▸ Kısa görev A: Malatya gezisi metninden "Aynı araçla yol" ifadesinin geçtiği yerden başlayıp "süre burada yaşamışsınız.." ifadesinden sonra durarak ilgili bölümü hiçbir değişiklik yapmadan kopyalayın.
▸ Kısa görev B: Malatya gezisi metnine göre arkadaşlar gezinin planını yapmayı neden anlatıcıya bırakıyor? Bir ile üç cümle arasında açıklayın.

▸ Kaynak metin:

Atlar Taylar Kısraklar
Bir iki hafta önce geniş bir grupla Malatya’ya yöneliyoruz..
Aynı araçla yol alıyoruz..
Sekiz on kişiyiz..
İki günüz bir gece kalacağız..
Bayanlı erkekliyiz..
Sohbet ve muhabbetle ilerliyoruz..
Vakti iyi değerlendirmek durumundayız..
Arkadaşlar planı sen yap diyorlar, ne de olsa uzunca süre burada yaşamışsınız..
Sağı solu bilir tanırsınız..
Tamam diyorum o zaman her şeyi bana bırakın..
Bana uyun..
………………………….
İlk uğrak yerimiz Sultansuyu..
At çiftliği..
Hara..
………………………….
Sultan Abdulaziz Han’dan beri süregelen bir işletme..
Geniş bir alan..
Uçsuz bucaksız bir yer..
Müsaade alıp giriyoruz içeri..
Aramızda otuz beş yıl önce işletmede altı ay görev yapmış bir arkadaşımız var..
Duygulanıyor görünce..
Ne kadar da değişmiş diyor..
Çok farklı,eskisine göre çok farklı diyor..
Aşina ya oraya..
Altı aylığına da olsa gezip tozmuş çalışmış ya..
Gözleri yaşarıyor..
…………………………
Atları kısrakları tayları görmek istiyoruz..
Tavlalara geçiyoruz..
Duruşları çok asil..
Asil kanlar..
Saf Arap Atları..

▸ Verilen malzeme:
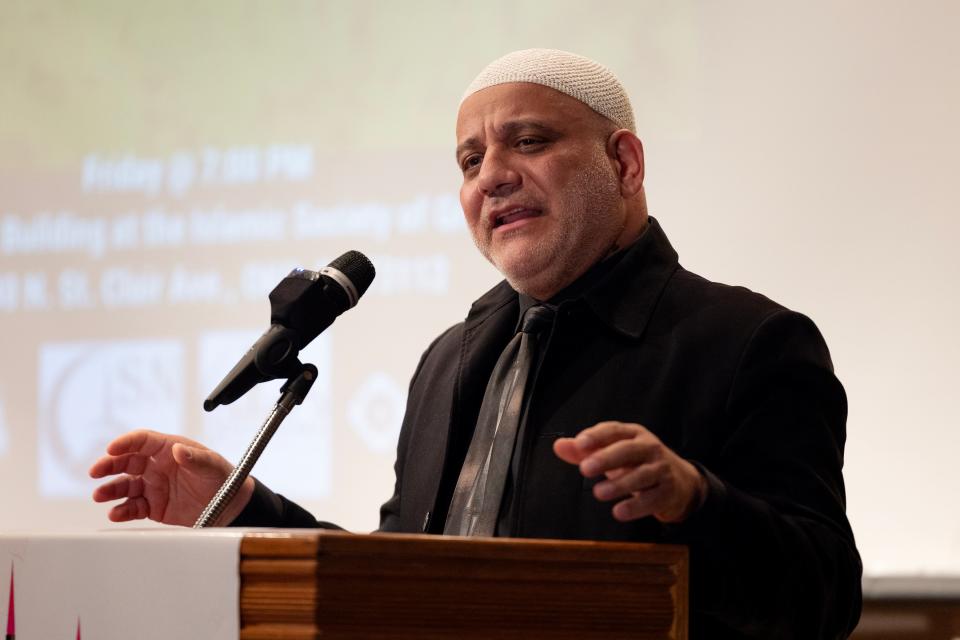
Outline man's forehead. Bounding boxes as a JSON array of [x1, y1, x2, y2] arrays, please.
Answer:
[[457, 82, 600, 139]]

▸ Görev yanıtı A:
Aynı araçla yol alıyoruz..
Sekiz on kişiyiz..
İki günüz bir gece kalacağız..
Bayanlı erkekliyiz..
Sohbet ve muhabbetle ilerliyoruz..
Vakti iyi değerlendirmek durumundayız..
Arkadaşlar planı sen yap diyorlar, ne de olsa uzunca süre burada yaşamışsınız..

▸ Görev yanıtı B: Arkadaşlar, anlatıcının uzunca süre orada yaşadığını düşünüyor. Bu yüzden anlatıcının oraları bildiğini ve tanıdığını söyleyerek planı onun yapmasını istiyorlar.